Directions =
Only the lines from the one with "# locate large" to the end of the data below should be returned, each exactly as it stands.

Excerpts from a dataset:
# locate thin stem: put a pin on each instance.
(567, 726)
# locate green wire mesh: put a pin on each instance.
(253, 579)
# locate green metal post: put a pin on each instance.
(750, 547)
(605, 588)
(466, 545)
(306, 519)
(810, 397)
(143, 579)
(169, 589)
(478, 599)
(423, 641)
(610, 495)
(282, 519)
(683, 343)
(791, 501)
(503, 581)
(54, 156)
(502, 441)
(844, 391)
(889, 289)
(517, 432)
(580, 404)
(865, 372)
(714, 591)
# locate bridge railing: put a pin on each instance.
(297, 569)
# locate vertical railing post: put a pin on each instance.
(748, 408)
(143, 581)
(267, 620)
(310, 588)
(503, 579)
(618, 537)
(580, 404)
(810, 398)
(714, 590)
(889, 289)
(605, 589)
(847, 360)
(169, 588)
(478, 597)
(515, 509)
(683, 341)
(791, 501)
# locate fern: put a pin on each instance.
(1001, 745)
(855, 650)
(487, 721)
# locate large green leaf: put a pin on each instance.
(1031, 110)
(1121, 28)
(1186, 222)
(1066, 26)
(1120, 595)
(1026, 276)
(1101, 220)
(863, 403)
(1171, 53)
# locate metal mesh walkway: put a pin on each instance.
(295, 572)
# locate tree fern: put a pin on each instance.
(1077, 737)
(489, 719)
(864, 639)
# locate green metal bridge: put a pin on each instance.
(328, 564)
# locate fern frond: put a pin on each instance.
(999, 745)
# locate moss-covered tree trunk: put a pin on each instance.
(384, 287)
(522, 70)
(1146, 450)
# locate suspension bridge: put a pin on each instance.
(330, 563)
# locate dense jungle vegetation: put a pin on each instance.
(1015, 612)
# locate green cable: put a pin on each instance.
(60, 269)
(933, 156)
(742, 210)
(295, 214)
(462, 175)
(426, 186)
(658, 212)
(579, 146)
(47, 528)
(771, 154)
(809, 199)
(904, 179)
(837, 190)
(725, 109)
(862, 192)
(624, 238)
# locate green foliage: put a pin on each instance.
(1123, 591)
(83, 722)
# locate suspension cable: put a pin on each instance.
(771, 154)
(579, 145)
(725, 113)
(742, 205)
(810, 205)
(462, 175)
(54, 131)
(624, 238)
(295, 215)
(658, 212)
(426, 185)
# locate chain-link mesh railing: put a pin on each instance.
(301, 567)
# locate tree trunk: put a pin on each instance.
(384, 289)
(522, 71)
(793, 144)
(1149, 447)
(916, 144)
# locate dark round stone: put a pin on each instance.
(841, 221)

Exercise answer =
# locate large green leaf: put a pin on each instance.
(1031, 110)
(1121, 28)
(1186, 222)
(1066, 26)
(1120, 595)
(1026, 276)
(1101, 220)
(863, 403)
(1171, 53)
# locate metal mesh walkway: put a pin on each instance.
(295, 572)
# locate tree fern: put a pin on each instance.
(1077, 737)
(489, 719)
(864, 639)
# locate green metal bridge: put a pin on each instance.
(328, 564)
# locate fern frond: put a pin on each instance.
(999, 745)
# locate moss-covered tree trunk: put a pin on each instance.
(384, 287)
(522, 70)
(1146, 450)
# locate suspension bridge: put a pin on each instance.
(330, 563)
# locate dense jungle vegetation: put a pin on each instance.
(1015, 612)
# locate green cable: put a pin on each instance.
(60, 269)
(933, 156)
(742, 210)
(295, 214)
(462, 175)
(426, 186)
(658, 212)
(579, 146)
(47, 528)
(771, 154)
(809, 199)
(904, 179)
(837, 190)
(725, 109)
(862, 192)
(624, 238)
# locate green foliage: put a pin on each instance.
(1123, 591)
(83, 722)
# locate suspension cable: put a pin on each instance.
(771, 154)
(579, 145)
(725, 113)
(742, 205)
(810, 205)
(462, 175)
(54, 131)
(624, 238)
(295, 215)
(658, 212)
(426, 185)
# locate chain-link mesh railing: put a pin on each instance.
(301, 567)
# locate tree trunk: put a pin on each instance.
(384, 289)
(522, 71)
(793, 144)
(1149, 447)
(916, 144)
# locate dark round stone: put a pin on each instance.
(841, 221)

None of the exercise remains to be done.